* TASK TO CARRY OUT
Return nothing but the lines from the line with "Target: green bush" through the last line of the entries that follow, copied exactly and free of pictures.

* SUPPLIED INFORMATION
*-*-*

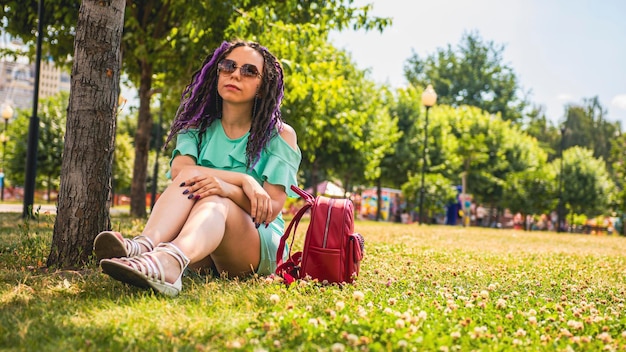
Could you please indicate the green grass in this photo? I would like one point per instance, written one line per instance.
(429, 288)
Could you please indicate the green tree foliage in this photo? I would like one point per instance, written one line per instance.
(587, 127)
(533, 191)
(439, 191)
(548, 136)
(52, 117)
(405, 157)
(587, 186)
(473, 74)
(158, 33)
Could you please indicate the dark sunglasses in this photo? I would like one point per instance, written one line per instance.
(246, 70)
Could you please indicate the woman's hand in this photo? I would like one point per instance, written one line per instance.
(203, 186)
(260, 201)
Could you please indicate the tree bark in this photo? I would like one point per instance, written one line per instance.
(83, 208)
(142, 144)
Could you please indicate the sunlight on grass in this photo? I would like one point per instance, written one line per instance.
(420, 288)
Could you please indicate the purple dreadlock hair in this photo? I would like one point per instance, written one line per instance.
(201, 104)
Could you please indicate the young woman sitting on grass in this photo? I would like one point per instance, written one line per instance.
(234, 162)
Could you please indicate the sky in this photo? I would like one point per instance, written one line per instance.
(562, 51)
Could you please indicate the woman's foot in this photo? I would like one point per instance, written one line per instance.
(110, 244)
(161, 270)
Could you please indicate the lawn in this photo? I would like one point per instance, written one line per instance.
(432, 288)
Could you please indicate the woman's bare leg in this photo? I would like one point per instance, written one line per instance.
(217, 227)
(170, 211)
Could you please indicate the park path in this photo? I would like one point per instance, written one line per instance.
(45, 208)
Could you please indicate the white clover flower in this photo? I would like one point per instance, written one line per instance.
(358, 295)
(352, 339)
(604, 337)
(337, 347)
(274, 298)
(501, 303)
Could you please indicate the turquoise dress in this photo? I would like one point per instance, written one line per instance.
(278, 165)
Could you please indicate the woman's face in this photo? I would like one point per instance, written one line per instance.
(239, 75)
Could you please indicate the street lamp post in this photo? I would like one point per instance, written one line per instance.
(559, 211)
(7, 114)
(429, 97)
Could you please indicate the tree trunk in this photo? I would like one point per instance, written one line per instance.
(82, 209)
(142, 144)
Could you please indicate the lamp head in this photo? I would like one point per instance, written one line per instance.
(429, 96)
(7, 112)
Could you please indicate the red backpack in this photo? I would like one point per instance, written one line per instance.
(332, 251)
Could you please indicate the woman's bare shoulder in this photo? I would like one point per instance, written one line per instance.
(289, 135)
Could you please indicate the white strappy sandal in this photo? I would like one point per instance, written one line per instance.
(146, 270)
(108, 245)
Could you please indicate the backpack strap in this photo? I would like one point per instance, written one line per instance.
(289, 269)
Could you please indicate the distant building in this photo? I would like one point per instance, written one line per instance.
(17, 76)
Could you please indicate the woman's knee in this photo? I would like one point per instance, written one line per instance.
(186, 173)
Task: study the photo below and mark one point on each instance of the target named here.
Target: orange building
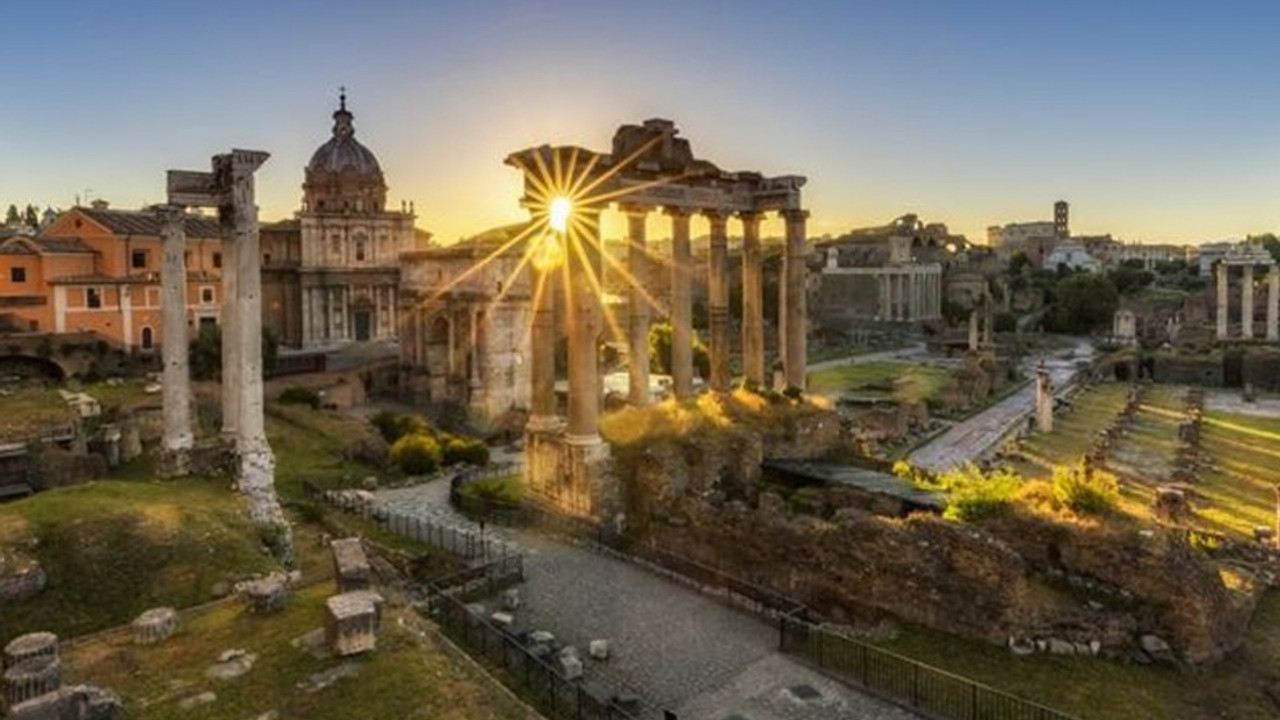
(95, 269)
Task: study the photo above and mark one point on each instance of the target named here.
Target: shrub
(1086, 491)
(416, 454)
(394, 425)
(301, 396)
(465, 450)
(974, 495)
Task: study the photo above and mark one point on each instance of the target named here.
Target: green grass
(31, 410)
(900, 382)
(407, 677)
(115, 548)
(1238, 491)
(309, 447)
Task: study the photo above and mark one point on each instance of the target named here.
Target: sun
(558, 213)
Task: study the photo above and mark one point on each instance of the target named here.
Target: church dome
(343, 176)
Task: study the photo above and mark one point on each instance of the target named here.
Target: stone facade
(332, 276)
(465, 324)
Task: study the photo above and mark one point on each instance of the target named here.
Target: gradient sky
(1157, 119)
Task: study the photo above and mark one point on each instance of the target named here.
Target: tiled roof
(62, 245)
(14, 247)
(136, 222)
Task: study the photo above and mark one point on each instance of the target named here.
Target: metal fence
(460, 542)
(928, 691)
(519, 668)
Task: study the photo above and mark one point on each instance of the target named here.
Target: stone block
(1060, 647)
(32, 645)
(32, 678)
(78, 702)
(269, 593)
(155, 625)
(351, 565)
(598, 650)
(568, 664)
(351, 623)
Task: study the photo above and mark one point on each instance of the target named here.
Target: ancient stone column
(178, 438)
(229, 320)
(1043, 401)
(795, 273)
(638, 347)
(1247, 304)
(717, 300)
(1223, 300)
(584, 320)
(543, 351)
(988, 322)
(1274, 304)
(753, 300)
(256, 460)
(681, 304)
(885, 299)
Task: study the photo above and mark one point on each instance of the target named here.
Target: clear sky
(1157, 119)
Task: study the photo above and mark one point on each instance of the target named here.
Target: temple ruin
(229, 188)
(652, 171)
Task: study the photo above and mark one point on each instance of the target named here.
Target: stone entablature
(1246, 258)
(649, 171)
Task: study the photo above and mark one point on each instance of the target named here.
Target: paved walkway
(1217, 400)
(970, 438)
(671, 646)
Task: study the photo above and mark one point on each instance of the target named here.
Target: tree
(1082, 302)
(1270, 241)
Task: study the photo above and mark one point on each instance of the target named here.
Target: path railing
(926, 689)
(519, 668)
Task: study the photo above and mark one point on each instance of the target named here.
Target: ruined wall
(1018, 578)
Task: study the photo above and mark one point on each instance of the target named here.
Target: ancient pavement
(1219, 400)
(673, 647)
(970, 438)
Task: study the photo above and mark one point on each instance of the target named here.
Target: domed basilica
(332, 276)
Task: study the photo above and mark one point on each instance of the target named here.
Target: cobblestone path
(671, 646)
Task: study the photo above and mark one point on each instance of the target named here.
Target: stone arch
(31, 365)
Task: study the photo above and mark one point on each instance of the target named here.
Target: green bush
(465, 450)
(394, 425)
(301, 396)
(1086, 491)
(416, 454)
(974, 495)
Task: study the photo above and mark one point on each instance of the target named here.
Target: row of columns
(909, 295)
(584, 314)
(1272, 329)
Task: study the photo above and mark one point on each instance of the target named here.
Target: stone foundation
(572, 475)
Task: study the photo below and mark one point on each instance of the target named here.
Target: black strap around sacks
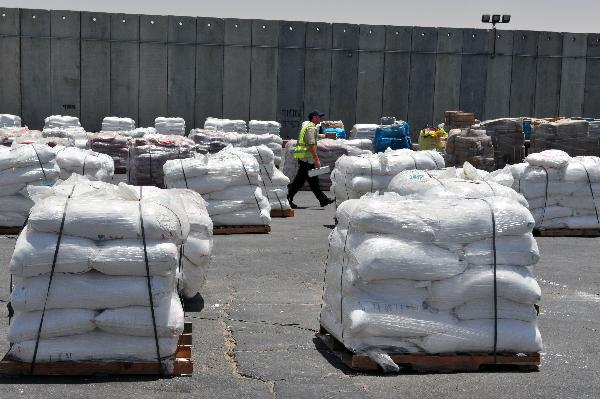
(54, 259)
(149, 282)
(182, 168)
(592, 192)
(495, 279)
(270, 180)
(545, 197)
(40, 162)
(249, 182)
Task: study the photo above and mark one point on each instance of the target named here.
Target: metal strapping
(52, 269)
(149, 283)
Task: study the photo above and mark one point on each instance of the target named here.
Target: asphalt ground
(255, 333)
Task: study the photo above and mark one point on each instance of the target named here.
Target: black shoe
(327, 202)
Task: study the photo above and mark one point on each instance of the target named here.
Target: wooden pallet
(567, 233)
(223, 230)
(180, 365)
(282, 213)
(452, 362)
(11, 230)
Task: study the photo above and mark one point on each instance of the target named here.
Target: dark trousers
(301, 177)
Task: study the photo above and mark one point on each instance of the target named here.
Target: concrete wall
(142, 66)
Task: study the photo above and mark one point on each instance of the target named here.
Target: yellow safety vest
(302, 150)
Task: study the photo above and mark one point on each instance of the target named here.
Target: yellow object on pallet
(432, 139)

*-*-*

* SOLUTION TO THE EXERCISE
Target: green bush
(465, 450)
(394, 425)
(301, 396)
(1086, 491)
(416, 454)
(974, 495)
Task: study the photo above and mark one point on each instance of the target named here.
Target: row of columns
(909, 295)
(584, 314)
(1272, 329)
Task: study the photo above and mark one point on each instance of the target named here.
Target: stone foundation
(572, 475)
Task: study the photo below and mark one point on each instance of the target named here.
Target: black strap around sacks
(54, 259)
(149, 282)
(182, 168)
(592, 192)
(495, 279)
(270, 180)
(545, 197)
(40, 162)
(249, 182)
Task: study the photo above and mark one point on each instance of the target named here.
Target: metal strapping
(52, 269)
(149, 283)
Task: study the photo above and mark one point on each instance of the target named here.
Target: asphalt ground
(255, 333)
Task: study the photo above and mark one point on each instance of the target named here.
Target: black shoe
(327, 202)
Task: study the photo above and mark one point on each instance of the target named here.
Target: wooden pallet
(567, 233)
(223, 230)
(180, 365)
(282, 213)
(452, 362)
(11, 230)
Task: study the photo above and mark one point on each instance of the target named here.
Target: dark trousers
(301, 177)
Task: study the photo above and mark one point on each instance of the target named here.
Target: concrete wall
(142, 66)
Task: study the photo above and mark one point on each instance of the target named here.
Target: yellow safety vest
(302, 150)
Task: study the photo above and mark one point on each instance of the target named here.
Target: yellow object on pallet
(432, 139)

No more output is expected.